Top of SUPPLIED RECORDS

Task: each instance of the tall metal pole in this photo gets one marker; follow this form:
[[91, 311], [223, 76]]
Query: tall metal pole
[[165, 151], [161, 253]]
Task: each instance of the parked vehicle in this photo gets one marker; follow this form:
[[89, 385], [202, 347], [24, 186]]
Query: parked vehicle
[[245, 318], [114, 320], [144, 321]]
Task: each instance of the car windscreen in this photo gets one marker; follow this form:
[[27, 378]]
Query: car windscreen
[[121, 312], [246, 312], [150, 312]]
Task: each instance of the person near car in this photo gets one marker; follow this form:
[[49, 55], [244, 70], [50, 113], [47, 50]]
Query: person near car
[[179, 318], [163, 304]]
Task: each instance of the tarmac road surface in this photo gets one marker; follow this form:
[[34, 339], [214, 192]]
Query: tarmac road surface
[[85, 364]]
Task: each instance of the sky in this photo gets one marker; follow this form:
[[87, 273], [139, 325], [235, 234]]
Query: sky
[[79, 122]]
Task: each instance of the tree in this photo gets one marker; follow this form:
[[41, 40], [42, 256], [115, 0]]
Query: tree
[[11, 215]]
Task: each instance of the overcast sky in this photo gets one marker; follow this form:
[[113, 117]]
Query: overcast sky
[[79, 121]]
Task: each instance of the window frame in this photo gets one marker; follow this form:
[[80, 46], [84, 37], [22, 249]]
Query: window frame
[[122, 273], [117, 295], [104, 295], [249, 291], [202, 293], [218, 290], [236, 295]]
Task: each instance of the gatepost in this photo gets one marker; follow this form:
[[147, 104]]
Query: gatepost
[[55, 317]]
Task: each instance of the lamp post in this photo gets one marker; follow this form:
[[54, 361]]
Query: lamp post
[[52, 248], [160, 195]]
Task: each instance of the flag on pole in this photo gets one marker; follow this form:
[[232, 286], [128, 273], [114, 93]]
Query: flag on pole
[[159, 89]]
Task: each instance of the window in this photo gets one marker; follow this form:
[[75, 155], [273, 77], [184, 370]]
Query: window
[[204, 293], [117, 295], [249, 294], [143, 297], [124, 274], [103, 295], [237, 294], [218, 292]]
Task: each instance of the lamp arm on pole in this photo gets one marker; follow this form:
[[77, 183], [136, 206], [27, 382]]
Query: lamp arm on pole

Bottom of SUPPLIED RECORDS

:: TASK TO CARRY OUT ::
What you hand back must match the records above exactly.

:: PROBLEM SOLUTION ::
Task: each instance of the tall metal pole in this photo gets one marker; follow this form:
[[91, 311], [223, 76]]
Query: tall metal pole
[[165, 151], [161, 253]]
Task: each instance of the parked vehicle in this photo gets one marker; follow this form:
[[89, 385], [202, 347], [24, 186]]
Query: parked vehicle
[[245, 318], [114, 320], [144, 321]]
Task: each instance of the car windscreen in this photo gets one marker; follow this form:
[[27, 378]]
Query: car windscreen
[[121, 312], [246, 312], [150, 312]]
Task: each instance of the person near car in this photo gets one marker; follow this form:
[[49, 55], [244, 70], [50, 113], [47, 50]]
Query: person near car
[[179, 318], [163, 304]]
Task: each instance of the tarmac road surface in this photo gets one marker; follow this form:
[[34, 339], [214, 192]]
Query: tarmac road surface
[[85, 364]]
Task: each instance of the sky in this photo gets one marker; follow this form:
[[87, 273], [139, 325], [235, 234]]
Query: sky
[[79, 122]]
Task: each instance of the tree in this photo gets one marker; follow this form:
[[41, 40], [42, 256], [115, 0]]
Query: tree
[[11, 215]]
Task: each instance of the overcast sky in this photo gets one marker; follow this form:
[[113, 117]]
Query: overcast sky
[[79, 121]]
Task: each instance of the window frame in this photo gets one marker; follow this form:
[[80, 46], [84, 37], [22, 249]]
Query: window frame
[[122, 273], [117, 295], [104, 295], [249, 291], [202, 293], [218, 290], [236, 295]]
Task: each instance of the gatepost in this photo gets one marker; follow this form:
[[147, 104]]
Query: gatepost
[[55, 317]]
Task: each instance of the lamp post in this photo gets one marker; follow this form:
[[54, 361]]
Query: lamp post
[[52, 248], [160, 195]]
Task: each instance of the flag on pole in this photo gets one marker; follow this form:
[[232, 286], [128, 273], [114, 93]]
Query: flag on pole
[[159, 89]]
Task: each instance of the window in this photo gets one marker; follow this form:
[[75, 155], [273, 77], [184, 370]]
Query: window
[[204, 293], [117, 295], [249, 294], [143, 297], [124, 274], [103, 295], [237, 294], [218, 292]]
Task: each instance of the lamp arm on pole in this photo gets one marker; follow this form:
[[77, 183], [136, 206], [27, 382]]
Query: lamp arm on pole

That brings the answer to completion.